• **SET EXERCISE**
Copy the entries below word for word, beginning with the line that contains "Look at this image and find the tree foliage." and continuing through the line that contains "14,16 -> 37,144", with both of those lines included.

• **DATA TO USE**
--- BEGIN ---
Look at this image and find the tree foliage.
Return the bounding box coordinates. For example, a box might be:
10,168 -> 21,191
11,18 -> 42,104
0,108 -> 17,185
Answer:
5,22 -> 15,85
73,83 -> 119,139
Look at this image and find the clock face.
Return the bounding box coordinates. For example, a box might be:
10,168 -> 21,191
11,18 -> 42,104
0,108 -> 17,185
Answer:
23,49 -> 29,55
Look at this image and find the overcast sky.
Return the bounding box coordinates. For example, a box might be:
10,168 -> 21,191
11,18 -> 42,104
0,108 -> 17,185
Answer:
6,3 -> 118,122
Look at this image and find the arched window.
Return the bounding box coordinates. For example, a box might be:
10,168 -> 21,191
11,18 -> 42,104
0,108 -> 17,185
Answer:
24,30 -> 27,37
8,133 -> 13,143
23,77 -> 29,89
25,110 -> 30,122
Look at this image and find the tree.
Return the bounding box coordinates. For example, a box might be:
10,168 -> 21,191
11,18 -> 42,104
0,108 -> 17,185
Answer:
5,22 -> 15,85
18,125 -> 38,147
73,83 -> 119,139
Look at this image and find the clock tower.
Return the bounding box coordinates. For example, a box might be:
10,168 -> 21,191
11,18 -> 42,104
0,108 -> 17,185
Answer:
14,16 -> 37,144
--- END ---
--- BEGIN ---
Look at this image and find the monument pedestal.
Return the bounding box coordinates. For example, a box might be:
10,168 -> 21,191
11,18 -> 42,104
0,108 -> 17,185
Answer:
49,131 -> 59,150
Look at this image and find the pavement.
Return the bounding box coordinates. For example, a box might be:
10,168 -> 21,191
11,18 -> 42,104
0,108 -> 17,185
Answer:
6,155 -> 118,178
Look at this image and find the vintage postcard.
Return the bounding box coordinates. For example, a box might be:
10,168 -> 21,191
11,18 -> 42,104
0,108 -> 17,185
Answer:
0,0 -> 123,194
--- END ---
• **FINAL ANSWER**
Look at this image and find the tree foliage.
Return the bounding box coordinates. For example, a box might be:
10,168 -> 21,191
11,18 -> 42,104
0,108 -> 17,185
Answer:
5,22 -> 15,85
73,83 -> 119,139
Look at this image and find the clock face.
Return the bounding box coordinates. For example, a box might be:
10,168 -> 21,191
11,18 -> 42,104
0,108 -> 17,185
Answer:
23,49 -> 29,55
Look at this image and find the overcast sky.
Return the bounding box coordinates. For example, a box might be:
10,168 -> 21,191
11,18 -> 42,104
0,108 -> 17,185
Answer:
6,3 -> 118,122
Look at this image and find the arched window.
Return the bounding box coordinates. For example, a box might be:
10,168 -> 21,191
11,18 -> 42,104
0,108 -> 17,185
Answer:
24,30 -> 27,37
8,133 -> 13,143
23,77 -> 29,89
25,110 -> 30,122
Look at this image and find the tree.
Return the bounding box coordinates. For example, a box might be:
10,168 -> 21,191
11,18 -> 42,104
0,108 -> 17,185
Answer:
5,22 -> 15,85
18,125 -> 38,147
73,83 -> 119,139
Look at this image and find the clock tower.
Return the bounding box coordinates. For example, a box might be:
10,168 -> 21,191
11,18 -> 42,104
0,108 -> 17,185
Answer:
14,16 -> 37,144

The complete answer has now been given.